-- start of QUOTED PASSAGE --

Also a fan shroud from a Corrado that I had modified:








The Corrado radiator has the inlet and outlets on the same side as the MKIV do it will make running the hoses a lot easier. I removed the Corrado belt driven secondary fan and with a little cutting and welding on the fan shroud, I was able to mount the relay controlled secondary fan from the MKIV. It is thicker than the Corrado fan, so I had to space it on the one side so it would clear the radiator. I will wire the pigtails from the primary fan and temp sensor into the MKIV harness and it should function just like it did on the GTI:








The great news is that I got a freshly re-built trans with a Peloquin LSD in it. Unfortunately my flanges aren't fitting on it for some reason. These are how they look when they are torqued all of the way down:
















I tipped it up to see if they would seal and fluid poured out. I tried putting in the old flanges and the same thing happened. Does anybody have any ideas about this? These flanges were in the trans that I swapped for the new one and I installed the flanges that were on this trans onto my old one.



_Modified by Batrugger at 8:33 PM 5-3-2010_


----------



## Batrugger (Jun 17, 2005)

I swapped transmissions and took it into the polisher and was quoted $425 to polish the whole thing. Not a bad price, but it was too far out of what I could afford, so I decided to just go ahead and get it together. I did have him polish the starter. I also got my Eurojet turbo inlet pipe and diverter valve. When I went to pick up the starter, I brought in the diverter valve and he polished it while I waited. I came home and got those installed. Finally the engine is together and ready to go in:




























I had to notch the front crossmember to allow the SAI pump to fit, but my fabricator said it was good and he would reinforce it for me. Here it is finally siting in the bay for a test fit:





































I really needed to get this engine in, because I was getting frustrated and losing focus. I still need to pull it out again to reinforce the front cross member and torque it all to spec. I got some welding cable to move the battery to the rear. I have also moved the fuse box on top of the battery inside the car. Unfortunately the DIY for relocating the MKIV battery that I was using was lost after the vVortex move so I am going to be winging it to finish it up. I have to leave town for two weeks to attend a school for work. I will get back and have a week to get this together to drive to Wuste. At this point it is not looking like I have enough time, but I am going to do my best to make it there.


----------



## Batrugger (Jun 17, 2005)

More pics:


----------



## AzDubbin1.8t (Apr 20, 2007)

Wow amazing post.!!!!! I've read it inch by inch and now I want to ditch my 16V and swap a 20V. Mainly cus I have a CIS and have on going issues with that freakig engine...!!! amazing build tho I'm jelous for sure


----------



## bigdaddyvwmk3 (Apr 23, 2010)

-- end of QUOTED PASSAGE --

PROBLEM STATEMENT -
Answer these questions from the build thread:
1. What kind of differential is in the freshly re-built transmission?
2. What had to be notched so the SAI pump would fit?
3. What kind of cable was bought to move the battery to the rear?
The material after this point stands apart from the build thread.

-- start of EXCERPTED DATA --

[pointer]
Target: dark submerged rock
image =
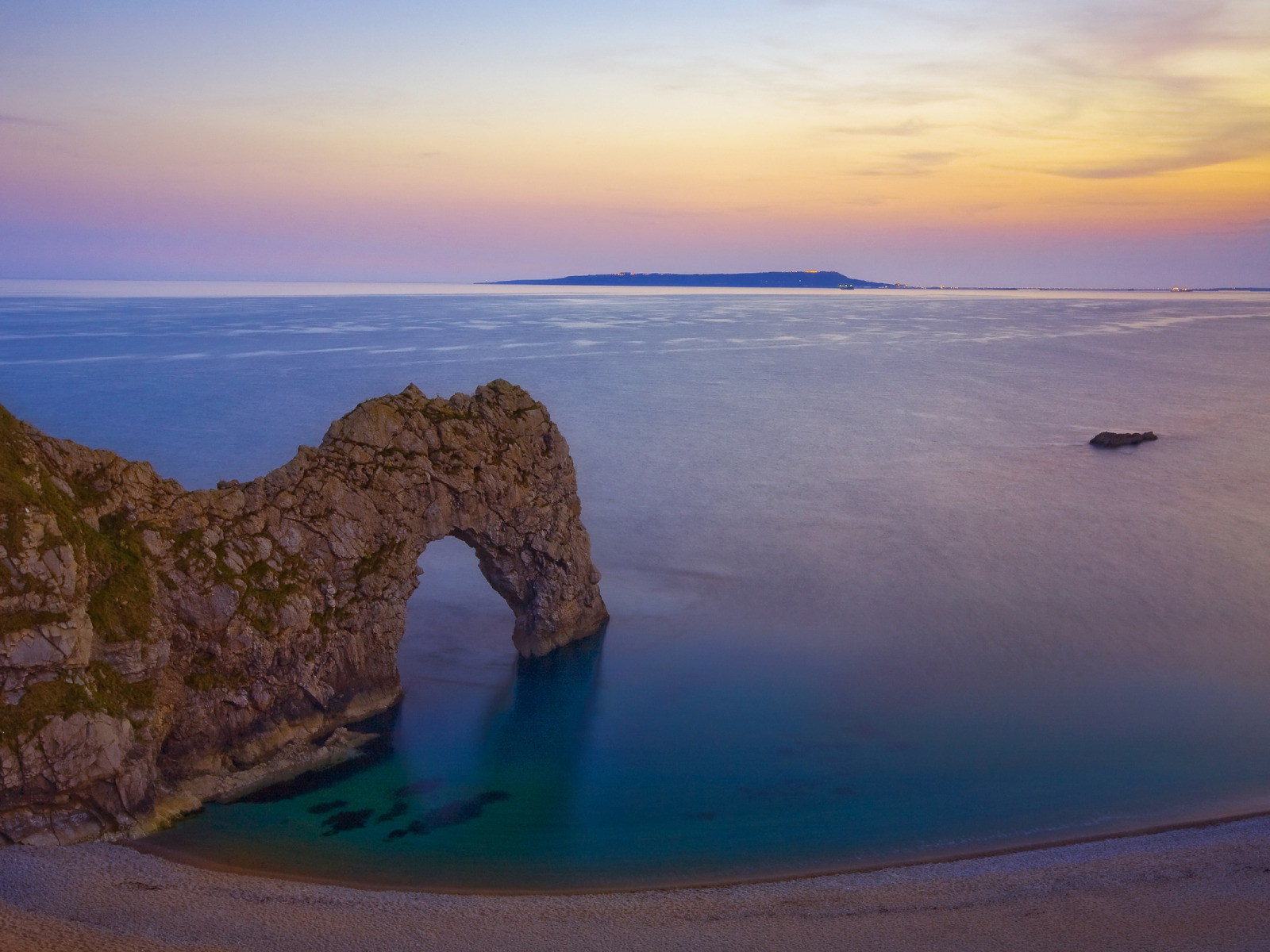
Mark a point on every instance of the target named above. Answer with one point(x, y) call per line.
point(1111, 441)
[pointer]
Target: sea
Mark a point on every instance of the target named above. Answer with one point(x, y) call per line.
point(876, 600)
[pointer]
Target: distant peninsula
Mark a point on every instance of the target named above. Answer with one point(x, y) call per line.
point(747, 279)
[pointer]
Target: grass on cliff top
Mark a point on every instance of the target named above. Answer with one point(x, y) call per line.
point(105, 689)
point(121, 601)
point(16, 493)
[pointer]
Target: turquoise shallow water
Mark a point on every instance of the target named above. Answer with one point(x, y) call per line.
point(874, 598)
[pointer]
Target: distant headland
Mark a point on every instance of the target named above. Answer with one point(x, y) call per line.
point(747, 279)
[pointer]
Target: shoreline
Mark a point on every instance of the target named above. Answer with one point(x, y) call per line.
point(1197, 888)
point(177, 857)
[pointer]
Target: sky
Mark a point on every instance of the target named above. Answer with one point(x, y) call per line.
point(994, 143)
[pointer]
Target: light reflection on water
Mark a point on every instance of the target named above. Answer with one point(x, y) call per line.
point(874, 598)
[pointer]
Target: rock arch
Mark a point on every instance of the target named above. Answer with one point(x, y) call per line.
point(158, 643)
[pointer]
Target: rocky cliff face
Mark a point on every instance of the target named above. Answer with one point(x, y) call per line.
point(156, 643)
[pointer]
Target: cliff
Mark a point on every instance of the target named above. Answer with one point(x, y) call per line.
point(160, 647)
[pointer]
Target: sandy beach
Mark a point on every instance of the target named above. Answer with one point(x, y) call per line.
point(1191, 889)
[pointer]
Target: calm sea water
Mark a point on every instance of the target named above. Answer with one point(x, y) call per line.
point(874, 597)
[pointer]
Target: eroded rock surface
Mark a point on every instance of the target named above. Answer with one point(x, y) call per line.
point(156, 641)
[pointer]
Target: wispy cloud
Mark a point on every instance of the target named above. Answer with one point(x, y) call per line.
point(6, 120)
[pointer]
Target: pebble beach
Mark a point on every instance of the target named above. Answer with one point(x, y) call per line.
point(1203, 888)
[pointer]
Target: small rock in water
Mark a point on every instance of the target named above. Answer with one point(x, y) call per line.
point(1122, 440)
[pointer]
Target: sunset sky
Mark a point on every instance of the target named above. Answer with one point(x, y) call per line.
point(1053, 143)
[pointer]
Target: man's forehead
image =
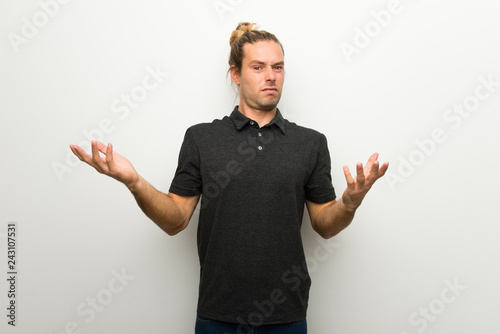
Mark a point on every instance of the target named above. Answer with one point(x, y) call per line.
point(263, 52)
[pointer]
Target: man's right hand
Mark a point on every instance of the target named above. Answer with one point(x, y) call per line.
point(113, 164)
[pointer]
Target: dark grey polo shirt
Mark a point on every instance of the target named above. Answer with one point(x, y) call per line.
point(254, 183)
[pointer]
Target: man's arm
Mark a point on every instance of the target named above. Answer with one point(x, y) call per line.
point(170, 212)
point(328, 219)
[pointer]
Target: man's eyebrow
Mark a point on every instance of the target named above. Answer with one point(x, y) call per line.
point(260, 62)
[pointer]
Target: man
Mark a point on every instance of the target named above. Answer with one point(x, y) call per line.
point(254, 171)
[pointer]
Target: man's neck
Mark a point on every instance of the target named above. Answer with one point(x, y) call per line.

-- end of EXCERPTED DATA --

PROBLEM SOLUTION -
1. A Peloquin LSD.
2. The front crossmember.
3. Welding cable.